> YOUR ASSIGNMENT
Look through the entries below and extract exactly the lines from the one containing "Guideline: one marker per instance of the person in" through the one containing "Guideline: one marker per instance of the paper", ends included.

[Image point grounding data]
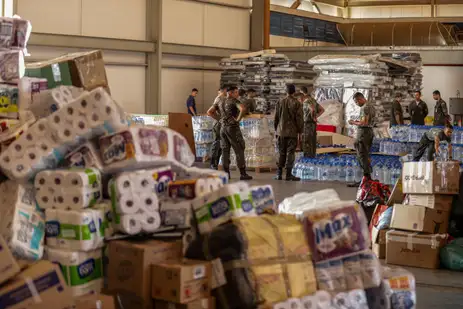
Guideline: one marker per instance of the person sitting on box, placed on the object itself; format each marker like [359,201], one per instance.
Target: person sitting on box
[430,141]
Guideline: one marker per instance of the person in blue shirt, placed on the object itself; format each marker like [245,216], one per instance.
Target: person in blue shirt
[191,102]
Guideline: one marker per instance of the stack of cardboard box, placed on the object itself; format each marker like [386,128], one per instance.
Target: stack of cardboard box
[420,225]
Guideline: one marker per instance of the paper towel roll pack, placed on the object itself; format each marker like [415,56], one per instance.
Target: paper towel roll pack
[220,206]
[47,102]
[355,299]
[22,225]
[360,271]
[193,188]
[263,199]
[145,147]
[68,189]
[44,145]
[176,214]
[134,202]
[84,156]
[78,230]
[83,271]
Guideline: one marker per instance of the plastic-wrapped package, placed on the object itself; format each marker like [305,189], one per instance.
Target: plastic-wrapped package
[49,139]
[305,201]
[336,230]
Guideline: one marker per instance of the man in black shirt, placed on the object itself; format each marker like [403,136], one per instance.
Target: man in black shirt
[430,141]
[397,114]
[418,110]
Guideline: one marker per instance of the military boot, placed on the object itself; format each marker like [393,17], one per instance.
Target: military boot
[290,177]
[244,175]
[279,175]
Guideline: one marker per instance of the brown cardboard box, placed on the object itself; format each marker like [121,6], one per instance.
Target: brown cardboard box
[8,265]
[129,269]
[419,219]
[98,301]
[43,278]
[413,249]
[434,201]
[181,282]
[204,303]
[379,242]
[431,177]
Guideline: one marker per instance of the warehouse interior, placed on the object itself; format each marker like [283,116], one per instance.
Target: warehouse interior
[156,51]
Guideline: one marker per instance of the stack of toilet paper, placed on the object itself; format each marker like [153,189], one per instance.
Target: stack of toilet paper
[145,147]
[195,172]
[49,139]
[22,225]
[193,188]
[263,199]
[85,155]
[49,101]
[71,189]
[220,206]
[135,203]
[83,271]
[355,299]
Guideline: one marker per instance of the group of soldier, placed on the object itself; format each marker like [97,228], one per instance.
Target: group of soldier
[295,123]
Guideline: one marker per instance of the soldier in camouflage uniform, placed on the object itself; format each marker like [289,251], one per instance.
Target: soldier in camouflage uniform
[441,114]
[364,133]
[312,110]
[216,151]
[230,133]
[289,123]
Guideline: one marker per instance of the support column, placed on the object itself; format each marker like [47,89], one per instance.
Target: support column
[257,25]
[154,59]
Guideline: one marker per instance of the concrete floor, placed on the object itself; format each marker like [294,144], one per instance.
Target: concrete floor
[436,289]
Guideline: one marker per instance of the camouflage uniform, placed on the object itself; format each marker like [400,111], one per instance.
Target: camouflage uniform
[441,114]
[365,138]
[230,134]
[309,137]
[289,122]
[216,151]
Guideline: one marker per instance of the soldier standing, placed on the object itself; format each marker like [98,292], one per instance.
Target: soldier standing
[418,110]
[312,110]
[216,150]
[289,123]
[441,114]
[364,133]
[230,133]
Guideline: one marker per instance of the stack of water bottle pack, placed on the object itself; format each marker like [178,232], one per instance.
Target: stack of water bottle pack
[203,134]
[345,168]
[348,273]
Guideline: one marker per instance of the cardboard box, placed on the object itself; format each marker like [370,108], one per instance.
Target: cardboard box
[379,243]
[434,201]
[43,278]
[84,70]
[412,249]
[129,269]
[96,301]
[8,265]
[204,303]
[419,219]
[181,282]
[431,177]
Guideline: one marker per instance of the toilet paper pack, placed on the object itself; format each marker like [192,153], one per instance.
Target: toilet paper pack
[82,271]
[178,214]
[263,199]
[68,189]
[45,144]
[145,147]
[22,225]
[85,156]
[220,206]
[78,230]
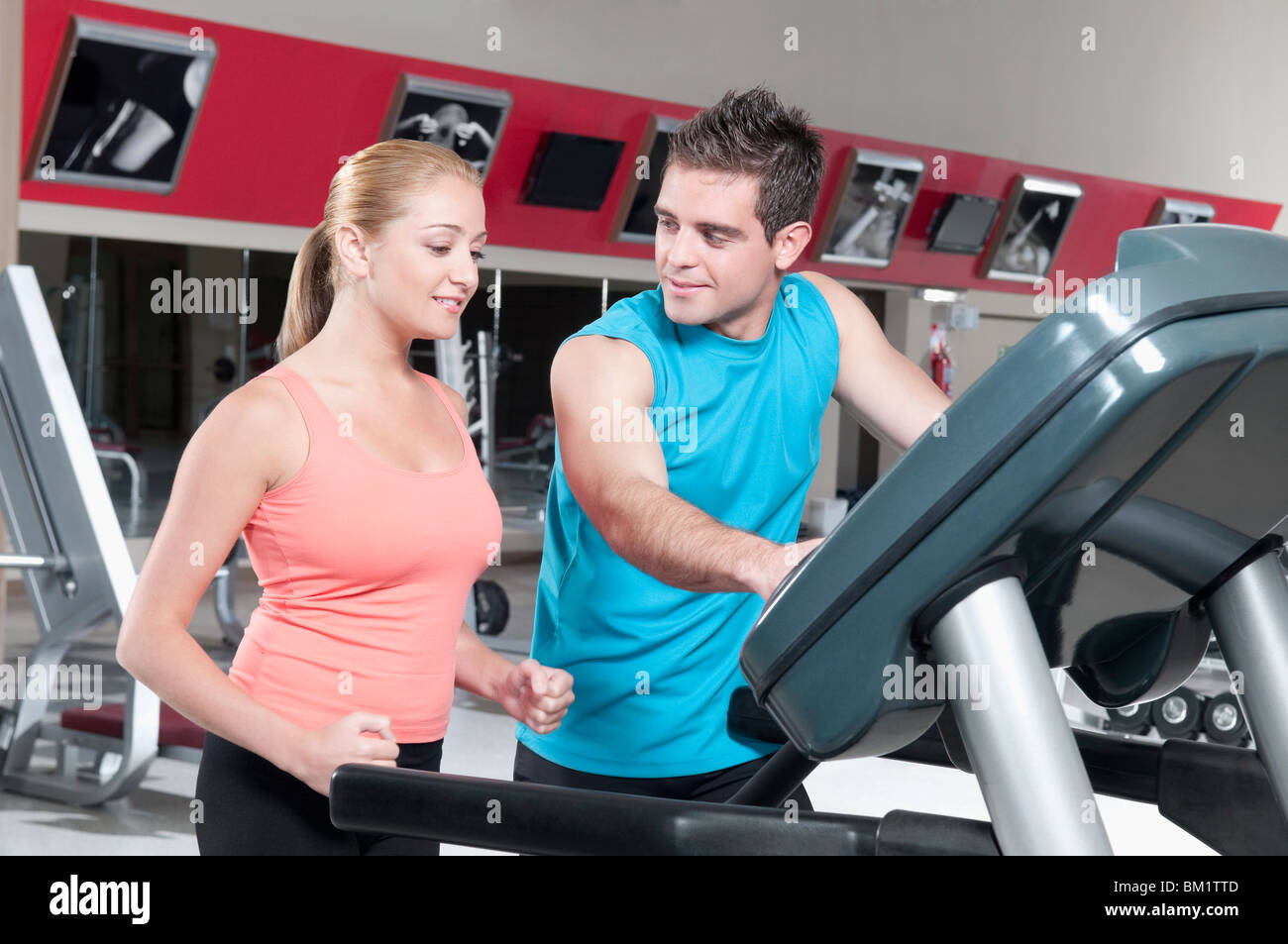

> RESULT
Guideline: one marker per instance of the person in blue shirt, placed on the object itself; format each marker like [245,216], one per instance.
Target: person in blue shirt
[191,102]
Guideline: one marker per instance of the stack of cardboard box, placed on the object itself; format each marker like [386,128], one per instance.
Target: stack of cardboard box
[420,225]
Guideline: one marker per instance of the paper towel roll pack, placed on the object itself; format each marker like [415,56], one per instance.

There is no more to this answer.